What is expected — Pick out each line in the items that contains the word "black", and copy those lines. Match case exactly.

Pointing entries for named objects:
========================================================================
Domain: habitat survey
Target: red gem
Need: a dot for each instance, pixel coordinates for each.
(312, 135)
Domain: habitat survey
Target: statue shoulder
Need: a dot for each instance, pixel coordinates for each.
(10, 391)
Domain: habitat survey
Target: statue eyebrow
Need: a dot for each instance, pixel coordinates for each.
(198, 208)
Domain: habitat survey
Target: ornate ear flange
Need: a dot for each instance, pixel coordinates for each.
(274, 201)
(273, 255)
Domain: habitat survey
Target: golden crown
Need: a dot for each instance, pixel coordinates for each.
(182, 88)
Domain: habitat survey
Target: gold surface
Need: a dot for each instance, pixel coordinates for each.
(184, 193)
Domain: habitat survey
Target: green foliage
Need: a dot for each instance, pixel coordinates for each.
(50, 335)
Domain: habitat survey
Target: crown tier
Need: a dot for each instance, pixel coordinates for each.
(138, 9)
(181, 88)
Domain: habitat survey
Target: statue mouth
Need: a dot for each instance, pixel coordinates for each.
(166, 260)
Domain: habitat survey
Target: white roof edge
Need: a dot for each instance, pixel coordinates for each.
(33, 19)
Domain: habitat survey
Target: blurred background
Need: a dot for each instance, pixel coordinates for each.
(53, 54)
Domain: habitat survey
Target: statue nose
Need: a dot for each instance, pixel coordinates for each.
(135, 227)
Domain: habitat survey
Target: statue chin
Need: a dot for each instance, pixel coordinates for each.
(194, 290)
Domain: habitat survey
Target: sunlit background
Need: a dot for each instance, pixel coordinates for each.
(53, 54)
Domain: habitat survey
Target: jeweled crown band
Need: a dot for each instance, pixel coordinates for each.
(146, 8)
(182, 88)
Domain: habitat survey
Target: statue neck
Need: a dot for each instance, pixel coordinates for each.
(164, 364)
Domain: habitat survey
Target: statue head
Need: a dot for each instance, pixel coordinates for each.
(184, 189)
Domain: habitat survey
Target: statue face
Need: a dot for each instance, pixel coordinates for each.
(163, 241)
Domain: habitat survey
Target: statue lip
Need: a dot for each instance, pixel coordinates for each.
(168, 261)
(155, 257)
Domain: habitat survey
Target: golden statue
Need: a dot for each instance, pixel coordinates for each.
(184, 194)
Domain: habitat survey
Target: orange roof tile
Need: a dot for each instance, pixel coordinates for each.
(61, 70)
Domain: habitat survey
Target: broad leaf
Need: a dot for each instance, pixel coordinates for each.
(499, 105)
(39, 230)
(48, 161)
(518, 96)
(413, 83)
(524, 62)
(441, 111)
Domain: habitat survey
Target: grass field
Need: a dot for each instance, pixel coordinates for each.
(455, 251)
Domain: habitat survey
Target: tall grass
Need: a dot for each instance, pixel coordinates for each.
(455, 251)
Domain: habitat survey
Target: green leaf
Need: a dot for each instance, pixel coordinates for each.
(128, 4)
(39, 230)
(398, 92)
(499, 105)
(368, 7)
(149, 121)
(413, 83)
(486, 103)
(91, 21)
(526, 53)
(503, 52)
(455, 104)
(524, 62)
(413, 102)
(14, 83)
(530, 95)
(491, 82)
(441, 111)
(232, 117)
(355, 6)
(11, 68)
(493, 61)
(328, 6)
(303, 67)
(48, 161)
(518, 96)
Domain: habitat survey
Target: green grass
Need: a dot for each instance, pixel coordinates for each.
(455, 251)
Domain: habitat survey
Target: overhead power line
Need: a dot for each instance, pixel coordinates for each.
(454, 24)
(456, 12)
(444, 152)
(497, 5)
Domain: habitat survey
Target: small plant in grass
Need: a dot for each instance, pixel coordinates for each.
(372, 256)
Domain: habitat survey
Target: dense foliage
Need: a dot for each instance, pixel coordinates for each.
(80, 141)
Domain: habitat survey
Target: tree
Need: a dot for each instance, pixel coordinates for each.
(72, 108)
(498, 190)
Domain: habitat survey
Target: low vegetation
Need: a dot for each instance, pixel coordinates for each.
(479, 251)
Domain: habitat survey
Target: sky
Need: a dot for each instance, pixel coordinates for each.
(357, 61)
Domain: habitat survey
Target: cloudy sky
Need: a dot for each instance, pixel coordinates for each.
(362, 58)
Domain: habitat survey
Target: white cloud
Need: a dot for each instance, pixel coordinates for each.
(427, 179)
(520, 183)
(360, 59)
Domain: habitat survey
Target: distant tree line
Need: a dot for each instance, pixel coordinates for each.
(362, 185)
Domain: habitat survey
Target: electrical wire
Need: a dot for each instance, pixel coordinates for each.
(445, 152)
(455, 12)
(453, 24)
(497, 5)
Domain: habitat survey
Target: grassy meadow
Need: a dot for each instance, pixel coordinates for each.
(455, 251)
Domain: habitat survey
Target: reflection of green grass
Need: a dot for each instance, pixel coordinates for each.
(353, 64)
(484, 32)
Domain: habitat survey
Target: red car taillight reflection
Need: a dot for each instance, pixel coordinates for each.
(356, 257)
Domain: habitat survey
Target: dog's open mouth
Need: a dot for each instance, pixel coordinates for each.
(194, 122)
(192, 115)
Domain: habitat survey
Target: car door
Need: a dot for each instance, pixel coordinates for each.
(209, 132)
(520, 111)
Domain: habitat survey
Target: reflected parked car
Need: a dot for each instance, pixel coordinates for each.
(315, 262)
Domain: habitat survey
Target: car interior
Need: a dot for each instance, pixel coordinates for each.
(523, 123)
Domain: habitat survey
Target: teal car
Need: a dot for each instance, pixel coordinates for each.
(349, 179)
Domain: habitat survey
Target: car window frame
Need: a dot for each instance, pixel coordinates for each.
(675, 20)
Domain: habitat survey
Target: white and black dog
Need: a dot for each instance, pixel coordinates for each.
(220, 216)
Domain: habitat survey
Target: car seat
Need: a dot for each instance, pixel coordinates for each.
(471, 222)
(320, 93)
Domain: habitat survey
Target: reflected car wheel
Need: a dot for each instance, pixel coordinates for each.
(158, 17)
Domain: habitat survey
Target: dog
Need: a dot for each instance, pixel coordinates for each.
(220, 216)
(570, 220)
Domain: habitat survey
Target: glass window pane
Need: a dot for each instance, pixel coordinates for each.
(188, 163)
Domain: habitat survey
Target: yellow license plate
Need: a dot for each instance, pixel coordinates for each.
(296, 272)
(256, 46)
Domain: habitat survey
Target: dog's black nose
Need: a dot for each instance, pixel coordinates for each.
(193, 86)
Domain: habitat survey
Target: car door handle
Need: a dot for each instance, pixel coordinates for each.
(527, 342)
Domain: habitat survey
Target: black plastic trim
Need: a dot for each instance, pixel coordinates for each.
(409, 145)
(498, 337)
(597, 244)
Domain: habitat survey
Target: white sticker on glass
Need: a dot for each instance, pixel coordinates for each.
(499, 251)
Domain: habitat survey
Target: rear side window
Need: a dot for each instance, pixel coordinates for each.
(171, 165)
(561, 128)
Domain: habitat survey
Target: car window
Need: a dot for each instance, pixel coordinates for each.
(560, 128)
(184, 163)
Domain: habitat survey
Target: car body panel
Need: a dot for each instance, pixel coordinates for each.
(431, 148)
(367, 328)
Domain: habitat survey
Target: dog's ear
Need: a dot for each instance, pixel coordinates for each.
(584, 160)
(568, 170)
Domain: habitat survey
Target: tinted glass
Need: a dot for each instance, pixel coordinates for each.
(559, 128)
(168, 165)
========================================================================
Exercise response —
Target: white and black dog
Target: dog's black nose
Target: black plastic trim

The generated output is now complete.